◆ Document
^^^^^^^^^^^^^^^^

Microjobs today are a niche area, but with growing awareness and participation. Frost & Sullivan sees increasing opportunity in this space with the convergence of several key trends such as the rise of the digitally savvy Gen Z population, the growing elderly population, technological advancement and pervasiveness of AI and IoT, and evolving regulatory trends focused on contract work.

Microjobs are small tasks that take a short time to complete and pay between $.01 per task and up to $50 or more. They are completed by workers around the world and range from tagging images, categorization of data, translation/transcription, and in-person verification of marketing activities, to name a few.

Frost & Sullivan has looked at the future of microjobs, and anticipates several notable shifts occurring in the coming decade:

Rise of wages

A historical problem with the microjob market has been the low wages paid to workers. These can be as low as $.01 per task, with studies showing that many workers make around two dollars an hour.  While this is not terrible pay in developing countries, it is far below the minimum wage in countries like the United States.  A key shift that we are starting to see is the push by platforms and microjob employers towards higher pay – meeting minimum wage standards and working towards a livable wage. This shift has been driven by regulations and worker outcry, but also by the employers and platforms themselves as they are increasingly valuing the quality of output and working to compete against other platforms for workers.

^^^^^^^^^^^^^^^^

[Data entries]
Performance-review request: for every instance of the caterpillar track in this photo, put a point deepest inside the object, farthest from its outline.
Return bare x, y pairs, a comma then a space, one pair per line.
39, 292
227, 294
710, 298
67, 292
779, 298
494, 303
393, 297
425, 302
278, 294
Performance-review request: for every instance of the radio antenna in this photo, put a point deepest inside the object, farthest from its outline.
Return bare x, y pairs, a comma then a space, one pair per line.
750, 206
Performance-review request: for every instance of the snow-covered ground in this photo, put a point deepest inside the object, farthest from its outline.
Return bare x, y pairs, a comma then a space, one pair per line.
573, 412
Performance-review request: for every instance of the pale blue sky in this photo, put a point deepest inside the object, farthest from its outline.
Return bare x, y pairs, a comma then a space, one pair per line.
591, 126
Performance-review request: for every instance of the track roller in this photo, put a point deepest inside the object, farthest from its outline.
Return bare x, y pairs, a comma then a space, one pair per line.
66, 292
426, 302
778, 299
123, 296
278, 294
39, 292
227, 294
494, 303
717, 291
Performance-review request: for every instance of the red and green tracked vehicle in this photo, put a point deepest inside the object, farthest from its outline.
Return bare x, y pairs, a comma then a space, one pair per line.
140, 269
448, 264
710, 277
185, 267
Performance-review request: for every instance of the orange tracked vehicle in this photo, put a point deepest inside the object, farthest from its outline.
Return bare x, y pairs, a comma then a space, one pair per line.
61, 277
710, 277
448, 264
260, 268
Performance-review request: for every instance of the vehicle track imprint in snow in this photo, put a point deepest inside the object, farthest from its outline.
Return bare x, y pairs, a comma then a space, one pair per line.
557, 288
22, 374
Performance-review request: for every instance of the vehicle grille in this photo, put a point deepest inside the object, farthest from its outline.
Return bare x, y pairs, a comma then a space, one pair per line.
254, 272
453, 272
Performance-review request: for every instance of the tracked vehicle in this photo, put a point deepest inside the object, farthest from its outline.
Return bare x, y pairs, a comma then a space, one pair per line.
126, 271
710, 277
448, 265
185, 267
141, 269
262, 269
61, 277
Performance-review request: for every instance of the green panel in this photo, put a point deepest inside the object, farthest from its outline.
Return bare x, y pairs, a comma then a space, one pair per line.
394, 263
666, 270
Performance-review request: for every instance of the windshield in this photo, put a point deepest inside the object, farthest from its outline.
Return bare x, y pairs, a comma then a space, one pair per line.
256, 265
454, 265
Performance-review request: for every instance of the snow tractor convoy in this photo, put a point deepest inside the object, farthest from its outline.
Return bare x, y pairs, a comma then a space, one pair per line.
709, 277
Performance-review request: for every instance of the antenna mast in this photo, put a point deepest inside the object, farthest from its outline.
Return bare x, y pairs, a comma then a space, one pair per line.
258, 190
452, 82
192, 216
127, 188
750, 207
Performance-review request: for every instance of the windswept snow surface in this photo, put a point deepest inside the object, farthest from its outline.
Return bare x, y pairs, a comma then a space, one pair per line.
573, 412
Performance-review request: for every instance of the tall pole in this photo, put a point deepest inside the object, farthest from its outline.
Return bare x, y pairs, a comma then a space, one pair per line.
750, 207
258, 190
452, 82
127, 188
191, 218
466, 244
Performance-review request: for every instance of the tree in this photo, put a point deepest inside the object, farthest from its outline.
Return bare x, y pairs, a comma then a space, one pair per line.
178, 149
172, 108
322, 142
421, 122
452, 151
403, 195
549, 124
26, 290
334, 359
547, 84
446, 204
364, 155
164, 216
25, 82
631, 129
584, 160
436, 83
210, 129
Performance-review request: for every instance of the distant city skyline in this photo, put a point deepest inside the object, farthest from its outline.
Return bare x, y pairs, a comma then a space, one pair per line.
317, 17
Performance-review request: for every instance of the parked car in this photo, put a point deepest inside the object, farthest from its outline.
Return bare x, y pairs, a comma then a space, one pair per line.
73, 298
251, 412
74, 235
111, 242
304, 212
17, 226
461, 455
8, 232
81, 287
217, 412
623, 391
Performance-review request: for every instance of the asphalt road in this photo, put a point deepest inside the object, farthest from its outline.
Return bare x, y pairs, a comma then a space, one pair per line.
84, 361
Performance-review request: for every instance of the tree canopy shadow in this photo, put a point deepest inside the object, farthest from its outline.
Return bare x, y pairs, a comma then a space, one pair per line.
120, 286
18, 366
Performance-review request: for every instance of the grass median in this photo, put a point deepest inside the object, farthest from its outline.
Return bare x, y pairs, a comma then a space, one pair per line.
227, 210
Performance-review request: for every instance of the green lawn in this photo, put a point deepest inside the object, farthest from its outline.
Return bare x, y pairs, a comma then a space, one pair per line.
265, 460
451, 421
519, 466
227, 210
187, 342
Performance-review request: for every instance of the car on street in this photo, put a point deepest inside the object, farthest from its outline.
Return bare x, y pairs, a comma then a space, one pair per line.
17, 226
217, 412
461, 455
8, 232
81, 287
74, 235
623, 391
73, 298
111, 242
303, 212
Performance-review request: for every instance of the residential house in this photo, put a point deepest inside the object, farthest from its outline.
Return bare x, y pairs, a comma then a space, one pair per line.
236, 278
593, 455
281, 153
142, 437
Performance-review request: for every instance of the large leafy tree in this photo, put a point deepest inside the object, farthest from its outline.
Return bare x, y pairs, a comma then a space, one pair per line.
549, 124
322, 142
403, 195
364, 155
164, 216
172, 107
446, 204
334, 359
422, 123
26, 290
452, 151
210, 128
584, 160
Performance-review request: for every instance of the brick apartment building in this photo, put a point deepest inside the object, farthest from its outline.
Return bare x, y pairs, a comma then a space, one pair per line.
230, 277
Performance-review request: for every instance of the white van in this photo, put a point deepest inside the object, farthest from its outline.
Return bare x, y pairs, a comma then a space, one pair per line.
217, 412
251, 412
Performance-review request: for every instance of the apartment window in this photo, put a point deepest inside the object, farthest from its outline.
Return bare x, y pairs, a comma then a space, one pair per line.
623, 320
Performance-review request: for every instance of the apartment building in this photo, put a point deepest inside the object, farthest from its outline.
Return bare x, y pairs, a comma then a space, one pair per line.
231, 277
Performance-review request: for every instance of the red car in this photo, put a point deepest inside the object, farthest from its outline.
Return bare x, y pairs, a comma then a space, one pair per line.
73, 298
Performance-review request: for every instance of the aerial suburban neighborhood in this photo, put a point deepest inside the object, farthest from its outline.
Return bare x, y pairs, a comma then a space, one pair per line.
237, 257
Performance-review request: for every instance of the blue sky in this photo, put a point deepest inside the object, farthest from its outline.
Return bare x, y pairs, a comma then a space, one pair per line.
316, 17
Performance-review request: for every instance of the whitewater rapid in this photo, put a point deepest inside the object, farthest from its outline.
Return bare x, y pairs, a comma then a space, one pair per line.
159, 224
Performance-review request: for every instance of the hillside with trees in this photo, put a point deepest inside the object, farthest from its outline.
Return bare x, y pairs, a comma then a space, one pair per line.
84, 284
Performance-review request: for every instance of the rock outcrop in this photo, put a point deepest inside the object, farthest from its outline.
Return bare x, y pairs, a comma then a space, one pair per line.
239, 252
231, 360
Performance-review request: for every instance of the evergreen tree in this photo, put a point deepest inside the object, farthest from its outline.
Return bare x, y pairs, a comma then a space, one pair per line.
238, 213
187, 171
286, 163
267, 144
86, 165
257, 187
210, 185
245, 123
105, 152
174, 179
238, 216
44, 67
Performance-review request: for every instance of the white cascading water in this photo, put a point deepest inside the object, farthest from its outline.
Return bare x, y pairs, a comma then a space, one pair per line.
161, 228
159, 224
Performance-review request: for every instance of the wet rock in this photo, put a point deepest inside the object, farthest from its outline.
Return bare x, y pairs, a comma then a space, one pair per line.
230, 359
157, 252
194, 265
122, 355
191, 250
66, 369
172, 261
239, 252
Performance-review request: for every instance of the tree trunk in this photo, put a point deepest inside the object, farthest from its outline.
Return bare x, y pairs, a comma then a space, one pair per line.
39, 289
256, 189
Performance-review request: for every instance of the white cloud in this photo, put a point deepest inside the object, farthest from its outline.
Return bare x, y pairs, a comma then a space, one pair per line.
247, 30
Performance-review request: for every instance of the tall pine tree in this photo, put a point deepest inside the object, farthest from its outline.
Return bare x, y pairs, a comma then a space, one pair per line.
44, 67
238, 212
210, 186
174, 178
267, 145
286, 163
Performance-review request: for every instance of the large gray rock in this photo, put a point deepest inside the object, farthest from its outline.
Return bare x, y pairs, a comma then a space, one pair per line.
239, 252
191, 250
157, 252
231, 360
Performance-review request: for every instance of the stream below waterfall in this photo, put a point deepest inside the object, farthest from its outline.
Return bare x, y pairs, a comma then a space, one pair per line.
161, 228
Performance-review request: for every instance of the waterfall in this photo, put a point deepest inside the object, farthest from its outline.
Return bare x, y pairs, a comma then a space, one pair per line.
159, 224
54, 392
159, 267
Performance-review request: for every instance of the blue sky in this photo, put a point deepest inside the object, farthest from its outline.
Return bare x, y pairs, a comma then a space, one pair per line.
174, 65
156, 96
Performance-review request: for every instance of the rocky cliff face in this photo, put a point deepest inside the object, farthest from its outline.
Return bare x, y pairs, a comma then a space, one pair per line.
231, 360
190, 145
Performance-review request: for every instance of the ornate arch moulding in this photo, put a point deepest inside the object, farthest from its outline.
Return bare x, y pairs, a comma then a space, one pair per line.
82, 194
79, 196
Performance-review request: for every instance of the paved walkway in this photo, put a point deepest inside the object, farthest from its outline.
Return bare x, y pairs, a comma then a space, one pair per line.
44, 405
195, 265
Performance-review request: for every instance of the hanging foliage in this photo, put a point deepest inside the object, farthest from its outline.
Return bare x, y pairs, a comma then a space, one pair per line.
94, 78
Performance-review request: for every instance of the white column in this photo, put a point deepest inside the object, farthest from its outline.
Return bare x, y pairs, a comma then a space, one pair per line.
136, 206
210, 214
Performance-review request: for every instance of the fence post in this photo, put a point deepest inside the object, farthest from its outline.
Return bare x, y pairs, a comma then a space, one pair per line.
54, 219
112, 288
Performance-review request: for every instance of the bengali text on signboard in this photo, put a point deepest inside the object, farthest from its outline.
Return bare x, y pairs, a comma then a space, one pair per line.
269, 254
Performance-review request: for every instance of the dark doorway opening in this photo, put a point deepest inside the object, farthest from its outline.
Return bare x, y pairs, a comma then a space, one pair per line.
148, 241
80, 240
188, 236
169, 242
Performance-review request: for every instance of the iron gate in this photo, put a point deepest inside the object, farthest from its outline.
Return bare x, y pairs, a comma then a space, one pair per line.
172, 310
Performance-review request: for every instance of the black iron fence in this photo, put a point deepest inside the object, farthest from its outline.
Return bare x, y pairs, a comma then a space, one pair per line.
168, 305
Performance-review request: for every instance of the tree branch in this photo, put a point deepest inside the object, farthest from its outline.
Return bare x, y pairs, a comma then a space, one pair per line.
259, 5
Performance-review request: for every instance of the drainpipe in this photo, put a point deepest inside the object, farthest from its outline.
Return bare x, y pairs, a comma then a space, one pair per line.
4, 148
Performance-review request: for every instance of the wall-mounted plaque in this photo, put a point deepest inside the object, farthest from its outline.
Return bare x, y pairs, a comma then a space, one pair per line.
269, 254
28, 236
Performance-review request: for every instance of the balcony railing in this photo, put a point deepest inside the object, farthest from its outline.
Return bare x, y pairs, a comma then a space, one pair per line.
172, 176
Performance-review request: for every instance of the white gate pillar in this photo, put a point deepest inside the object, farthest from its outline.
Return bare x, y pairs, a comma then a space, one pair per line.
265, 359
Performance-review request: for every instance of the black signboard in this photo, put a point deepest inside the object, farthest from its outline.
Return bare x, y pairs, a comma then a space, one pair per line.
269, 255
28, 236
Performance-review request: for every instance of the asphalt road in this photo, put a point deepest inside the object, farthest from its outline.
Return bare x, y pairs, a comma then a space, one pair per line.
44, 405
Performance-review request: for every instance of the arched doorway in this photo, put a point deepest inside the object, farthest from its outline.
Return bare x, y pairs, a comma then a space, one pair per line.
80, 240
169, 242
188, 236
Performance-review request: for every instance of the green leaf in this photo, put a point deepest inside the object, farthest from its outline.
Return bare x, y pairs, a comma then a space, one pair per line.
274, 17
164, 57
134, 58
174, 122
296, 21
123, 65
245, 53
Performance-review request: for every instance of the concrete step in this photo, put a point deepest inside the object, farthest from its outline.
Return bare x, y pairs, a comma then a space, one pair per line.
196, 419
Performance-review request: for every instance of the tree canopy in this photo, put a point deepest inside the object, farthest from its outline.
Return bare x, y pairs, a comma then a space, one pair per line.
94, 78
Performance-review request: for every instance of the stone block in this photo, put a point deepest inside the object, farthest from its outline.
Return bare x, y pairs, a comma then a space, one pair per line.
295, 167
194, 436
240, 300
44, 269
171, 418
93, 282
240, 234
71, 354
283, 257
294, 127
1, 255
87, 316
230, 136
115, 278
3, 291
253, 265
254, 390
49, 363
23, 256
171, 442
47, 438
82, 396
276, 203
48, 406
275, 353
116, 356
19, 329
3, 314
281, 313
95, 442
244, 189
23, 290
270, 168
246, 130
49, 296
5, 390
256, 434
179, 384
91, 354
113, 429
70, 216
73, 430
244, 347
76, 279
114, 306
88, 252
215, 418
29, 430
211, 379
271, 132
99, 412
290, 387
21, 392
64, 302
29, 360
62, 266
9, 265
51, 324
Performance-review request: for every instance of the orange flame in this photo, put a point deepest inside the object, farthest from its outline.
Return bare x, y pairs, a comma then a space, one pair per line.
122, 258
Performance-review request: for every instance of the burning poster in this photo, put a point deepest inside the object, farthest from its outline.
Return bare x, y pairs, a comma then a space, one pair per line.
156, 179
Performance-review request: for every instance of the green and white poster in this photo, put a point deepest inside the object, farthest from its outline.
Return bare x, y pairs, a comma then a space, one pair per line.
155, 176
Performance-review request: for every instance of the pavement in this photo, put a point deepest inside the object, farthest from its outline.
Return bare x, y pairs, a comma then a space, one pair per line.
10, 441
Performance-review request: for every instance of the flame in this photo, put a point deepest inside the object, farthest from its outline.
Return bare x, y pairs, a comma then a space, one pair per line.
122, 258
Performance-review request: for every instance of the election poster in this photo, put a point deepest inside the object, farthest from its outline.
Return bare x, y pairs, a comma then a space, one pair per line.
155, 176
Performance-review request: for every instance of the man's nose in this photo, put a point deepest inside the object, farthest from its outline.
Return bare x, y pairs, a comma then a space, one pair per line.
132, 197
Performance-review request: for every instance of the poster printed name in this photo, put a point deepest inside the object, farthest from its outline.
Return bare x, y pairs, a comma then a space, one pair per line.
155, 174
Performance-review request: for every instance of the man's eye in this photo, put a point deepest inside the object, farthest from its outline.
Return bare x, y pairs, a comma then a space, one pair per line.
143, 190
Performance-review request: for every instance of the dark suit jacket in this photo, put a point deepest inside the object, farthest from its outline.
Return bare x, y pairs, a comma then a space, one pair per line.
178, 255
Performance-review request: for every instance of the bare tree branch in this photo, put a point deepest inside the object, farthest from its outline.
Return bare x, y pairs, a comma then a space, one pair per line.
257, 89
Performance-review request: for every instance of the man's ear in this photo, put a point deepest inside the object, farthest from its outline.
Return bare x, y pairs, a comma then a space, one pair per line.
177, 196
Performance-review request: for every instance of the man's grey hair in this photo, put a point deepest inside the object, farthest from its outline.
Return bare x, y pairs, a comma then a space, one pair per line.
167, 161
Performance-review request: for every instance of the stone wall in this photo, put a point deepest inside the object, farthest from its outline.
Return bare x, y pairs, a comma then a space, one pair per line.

^^^^^^^^^^^^^^^^

◆ Job A
Write out the part of the microjobs text that begins at the words "Frost & Sullivan has" and stops after the words "platforms for workers.".
◆ Job B
Decide whether each statement agrees with the microjobs text, answering yes or no and quoting the words from the text that settle it: (i) Microjobs can pay as little as $.01 per task. (ii) Studies show that many microjob workers make around ten dollars an hour. (iii) The push toward higher microjob pay has been driven only by regulations.

◆ Worked solution A
Frost & Sullivan has looked at the future of microjobs, and anticipates several notable shifts occurring in the coming decade:

Rise of wages

A historical problem with the microjob market has been the low wages paid to workers. These can be as low as $.01 per task, with studies showing that many workers make around two dollars an hour.  While this is not terrible pay in developing countries, it is far below the minimum wage in countries like the United States.  A key shift that we are starting to see is the push by platforms and microjob employers towards higher pay – meeting minimum wage standards and working towards a livable wage. This shift has been driven by regulations and worker outcry, but also by the employers and platforms themselves as they are increasingly valuing the quality of output and working to compete against other platforms for workers.

◆ Worked solution B
(i) Yes: "pay between $.01 per task and up to $50 or more"
(ii) No: "many workers make around two dollars an hour"
(iii) No: "This shift has been driven by regulations and worker outcry, but also by the employers and platforms themselves"